Activity 1
From the biography of George Christakos, quote everything from "Dr. George Christakos" down to "different scientific subjects.".
Activity 2
Summarize the biography of George Christakos in two sentences.
Activity 3
Continue the biography of George Christakos from the point where it stops.

Dr. George Christakos is a Distinguished Professor of Geography at the San Diego State University (California) and a Professor at the School of Public Health of the University of North Carolina-Chapel Hill. He has worked on several major interdisciplinary projects in USA, Spain, Italy, England, Belgium, Greece, Russia, Bangladesh, and Egypt. His teaching and research activities focus on the advanced modelling and space-time mapping of interdisciplinary natural systems, including: Multi-sourced knowledge synthesis and data assimilation; Random field models and spatiotemporal statistics; Human exposure analysis and health effects; Integrated temporal GIS, medical geography and spatiotemporal epidemiology; Model-based risk assessment, decision making and planning. Dr. Christakos is the author/co-author of six books and over hundred papers on different scientific subjects.
His most recent books are:
- Christakos, G., P. Bogaert, & M.L. Serre, Temporal GIS. Springer-Verlag, New York, N.Y, 2002.
- Christakos, G., R.A. Olea, M.L. Serre, H.L. Yu, and L-L. Wang: Interdisciplinary Public Health Reasoning and Epidemic Modelling: The Case of Black Death. Springer, New York, N.Y., 2005.

Collected material

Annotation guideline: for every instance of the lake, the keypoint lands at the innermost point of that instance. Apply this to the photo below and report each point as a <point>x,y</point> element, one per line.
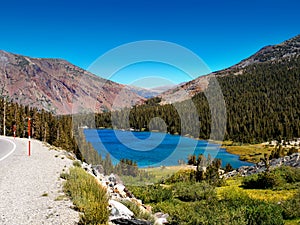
<point>152,149</point>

Output 1
Dr. George Christakos is a Distinguished Professor of Geography at the San Diego State University (California) and a Professor at the School of Public Health of the University of North Carolina-Chapel Hill. He has worked on several major interdisciplinary projects in USA, Spain, Italy, England, Belgium, Greece, Russia, Bangladesh, and Egypt. His teaching and research activities focus on the advanced modelling and space-time mapping of interdisciplinary natural systems, including: Multi-sourced knowledge synthesis and data assimilation; Random field models and spatiotemporal statistics; Human exposure analysis and health effects; Integrated temporal GIS, medical geography and spatiotemporal epidemiology; Model-based risk assessment, decision making and planning. Dr. Christakos is the author/co-author of six books and over hundred papers on different scientific subjects.

Output 2
George Christakos is a Distinguished Professor of Geography at San Diego State University and a Professor at the School of Public Health of the University of North Carolina-Chapel Hill. His teaching and research focus on advanced modelling and space-time mapping of interdisciplinary natural systems, and he has written or co-written six books and more than a hundred papers, including Temporal GIS (2002) and a 2005 book on public health reasoning and epidemic modelling that takes the Black Death as its case.

Output 3
Developments in Interdisciplinary Spatiotemporal Modelling
This seminar will present modern concepts and methods of integrated modelling in interdisciplinary space-time environments. It has been said that to be is to be connected. In this sense, the development of an integrated space-time approach should reside on organized connectedness between the various scientific disciplines uner conditions of multi-sourced uncertainty. A knowledge synthesis framework can provide the rational means for assimilating a variety of information bases (general and site-specific) that are relevant to the natural system of interest. Epistemic cognition techniques can produce a realistic representation of the system, provide a rigorous assessment of the uncertainty sources, and generate informative predictions across space-time. The mathematics of integrated modelling involve a powerful and versatile spatiotemporal random field theory and stochastic logic principles that impose no restriction on the shape of the probability distributions or the form of the predictors, and accounts rigorously for the uncertainty features of the natural system. Analytical examples will be discussed and real-world case studies will be examined.